==== EXTRAIT DU TEXTE ====
Turf ouvre un sex-shop à la campagne
A 44 ans et après 17 années passées sur La Nef des fous (lire sur ce sujet notre interview de 2009), Turf revient avec un projet plus modeste, mais non moins plaisant. Dans Magasin sexuel, il raconte l’installation d’un sex-shop ambulant et rose bonbon dans un village plutôt conservateur. Un album drôle, piquant et bon enfant, dans lequel on retrouve tout le goût pour la fantaisie de Turf et sa splendide palette de couleurs. Rencontre avec un auteur attachant, mais qui doute toujours de son talent de dessinateur.
D’où vient l’idée de Magasin sexuel ?
À vrai dire, je ne m’en souviens plus vraiment, car elle est déjà assez ancienne. Et remonte bien avant la mode des sex-toys ! J’y pensais déjà pendant la réalisation de La Nef des fous, mais je ne souhaitais pas interrompre ma série pour ne pas frustrer mes lecteurs. L’intérêt de cette idée avait été conforté par la vision, au Québec, d’une étonnante émission de télé-achat consacrée aux objets sexuels. Dès lors, je n’avais qu’une seule trouille : que quelqu’un exploite le sujet avant moi !
====
EXERCICE COURT:
Poursuivez l'entretien avec Turf sur Magasin sexuel après sa dernière phrase.
==== EXTRAITS DE DONNÉES ====
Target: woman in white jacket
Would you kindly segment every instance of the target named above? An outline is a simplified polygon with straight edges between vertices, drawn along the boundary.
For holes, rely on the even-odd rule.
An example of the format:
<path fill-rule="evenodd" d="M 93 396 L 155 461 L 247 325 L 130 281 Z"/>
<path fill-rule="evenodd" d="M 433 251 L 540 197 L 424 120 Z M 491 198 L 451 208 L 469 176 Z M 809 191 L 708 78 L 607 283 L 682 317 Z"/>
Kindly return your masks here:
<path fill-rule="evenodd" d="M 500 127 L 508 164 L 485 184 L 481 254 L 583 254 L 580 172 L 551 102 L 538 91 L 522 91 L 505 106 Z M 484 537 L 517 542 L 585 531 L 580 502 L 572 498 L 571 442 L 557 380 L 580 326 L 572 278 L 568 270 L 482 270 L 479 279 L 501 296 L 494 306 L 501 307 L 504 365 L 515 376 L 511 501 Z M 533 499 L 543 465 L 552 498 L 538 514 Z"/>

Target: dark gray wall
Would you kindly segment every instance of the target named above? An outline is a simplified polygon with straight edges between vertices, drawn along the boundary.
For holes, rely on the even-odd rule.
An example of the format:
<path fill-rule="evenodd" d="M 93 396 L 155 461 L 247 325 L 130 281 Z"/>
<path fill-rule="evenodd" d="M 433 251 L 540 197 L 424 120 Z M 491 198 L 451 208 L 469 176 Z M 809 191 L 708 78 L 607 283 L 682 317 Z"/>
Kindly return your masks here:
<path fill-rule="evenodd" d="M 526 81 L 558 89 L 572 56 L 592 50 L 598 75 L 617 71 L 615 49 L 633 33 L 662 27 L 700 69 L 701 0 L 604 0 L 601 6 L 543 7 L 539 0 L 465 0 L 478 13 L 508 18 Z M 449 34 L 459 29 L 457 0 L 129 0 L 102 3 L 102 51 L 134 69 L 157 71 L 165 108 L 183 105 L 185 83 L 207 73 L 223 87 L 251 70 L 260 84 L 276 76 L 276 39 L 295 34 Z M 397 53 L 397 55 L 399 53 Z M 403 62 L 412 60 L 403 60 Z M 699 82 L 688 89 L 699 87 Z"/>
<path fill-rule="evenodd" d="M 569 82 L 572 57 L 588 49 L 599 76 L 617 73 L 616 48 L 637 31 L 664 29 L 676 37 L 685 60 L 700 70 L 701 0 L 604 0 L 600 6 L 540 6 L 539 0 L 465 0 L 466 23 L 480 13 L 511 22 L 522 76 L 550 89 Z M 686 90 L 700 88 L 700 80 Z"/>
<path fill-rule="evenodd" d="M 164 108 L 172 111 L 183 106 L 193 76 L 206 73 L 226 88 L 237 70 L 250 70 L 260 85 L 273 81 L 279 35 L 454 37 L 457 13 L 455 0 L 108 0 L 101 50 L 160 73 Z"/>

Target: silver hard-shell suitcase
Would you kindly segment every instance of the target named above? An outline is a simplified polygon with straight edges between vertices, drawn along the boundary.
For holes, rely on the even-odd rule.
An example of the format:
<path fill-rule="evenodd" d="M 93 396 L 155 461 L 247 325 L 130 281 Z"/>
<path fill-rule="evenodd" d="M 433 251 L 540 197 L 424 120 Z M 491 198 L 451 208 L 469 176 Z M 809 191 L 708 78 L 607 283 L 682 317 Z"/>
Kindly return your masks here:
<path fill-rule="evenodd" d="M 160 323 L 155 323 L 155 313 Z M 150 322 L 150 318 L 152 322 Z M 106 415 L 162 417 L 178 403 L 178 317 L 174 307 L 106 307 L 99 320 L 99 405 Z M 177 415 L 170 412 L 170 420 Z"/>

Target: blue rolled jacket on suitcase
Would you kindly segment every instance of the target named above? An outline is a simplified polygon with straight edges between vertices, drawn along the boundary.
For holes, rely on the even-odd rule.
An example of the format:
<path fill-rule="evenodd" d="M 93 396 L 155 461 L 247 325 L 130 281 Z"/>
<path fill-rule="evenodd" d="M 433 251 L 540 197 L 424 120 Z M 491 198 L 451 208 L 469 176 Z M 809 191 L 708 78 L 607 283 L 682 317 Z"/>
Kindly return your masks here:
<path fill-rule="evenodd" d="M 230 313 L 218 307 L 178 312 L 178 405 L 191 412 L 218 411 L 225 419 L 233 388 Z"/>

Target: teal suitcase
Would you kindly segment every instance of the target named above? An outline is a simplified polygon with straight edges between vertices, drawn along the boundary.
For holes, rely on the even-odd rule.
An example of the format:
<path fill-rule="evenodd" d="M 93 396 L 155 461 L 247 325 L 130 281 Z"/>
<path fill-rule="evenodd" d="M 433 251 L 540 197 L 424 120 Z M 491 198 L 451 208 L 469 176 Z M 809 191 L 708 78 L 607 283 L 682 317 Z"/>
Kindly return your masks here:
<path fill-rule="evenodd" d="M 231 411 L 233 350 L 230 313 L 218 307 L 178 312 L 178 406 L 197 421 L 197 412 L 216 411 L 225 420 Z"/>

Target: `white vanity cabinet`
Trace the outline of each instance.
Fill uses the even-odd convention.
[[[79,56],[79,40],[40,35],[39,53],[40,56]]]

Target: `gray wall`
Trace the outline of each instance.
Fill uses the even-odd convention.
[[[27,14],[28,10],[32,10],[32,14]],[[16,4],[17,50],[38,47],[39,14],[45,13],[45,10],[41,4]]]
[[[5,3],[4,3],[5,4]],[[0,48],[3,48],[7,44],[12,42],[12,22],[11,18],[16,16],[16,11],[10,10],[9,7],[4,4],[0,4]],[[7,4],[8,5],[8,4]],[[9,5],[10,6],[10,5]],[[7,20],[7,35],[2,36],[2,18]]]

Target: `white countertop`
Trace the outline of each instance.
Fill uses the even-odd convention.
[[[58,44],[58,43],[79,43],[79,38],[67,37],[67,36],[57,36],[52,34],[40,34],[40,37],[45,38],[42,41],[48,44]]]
====
RÉPONSE À L'EXERCICE:
Comment avez-vous développé cette idée ?
Au départ, je n’avais qu’une image en tête : un sex-shop ambulant installé sur la place du marché d’un petit village. L’univers s’est construit petit à petit autour de lui. Certains personnages sont apparus très vite, comme le maire; d’autres ont disparu, comme le curé, qui faisait un peu trop Don Camillo à mon goût. Rapidement, j’ai voulu parler de la confrontation entre la modernité et une population ancrée dans le passé. Raconter une fable sur la bêtise et la méchanceté.
Avez-vous enquêté sur l’univers des sex-shops ?
J’en ai visité quelques uns à Angoulême. Ils ressemblaient à l’idée que je m’en faisais : des locaux plutôt glauques, aux murs bruts, à la décoration vieillote, où des sex-toys très récents se mêlent à d’anciennes cassettes vidéos… J’ai pris le contre-pied de cela en créant mon sex-shop ambulant à la manière d’un magasin de bonbons. Peut-être que ça donnera des idées à certains !
Jusqu’où vouliez-vous pousser le côté coquin de votre histoire ?
Je voulais à tout prix éviter la vulgarité. Je n’ai pas un dessin assez fort pour montrer des trucs vulgaires avec élégance, comme Manara par exemple. Je préfère donc travailler dans le registre de l’humour : quand je montre une fille nue, c’est pour un gag, pas pour exciter le lecteur.
Est-il difficile de passer du monde fantaisiste de La Nef des fous à un univers contemporain ?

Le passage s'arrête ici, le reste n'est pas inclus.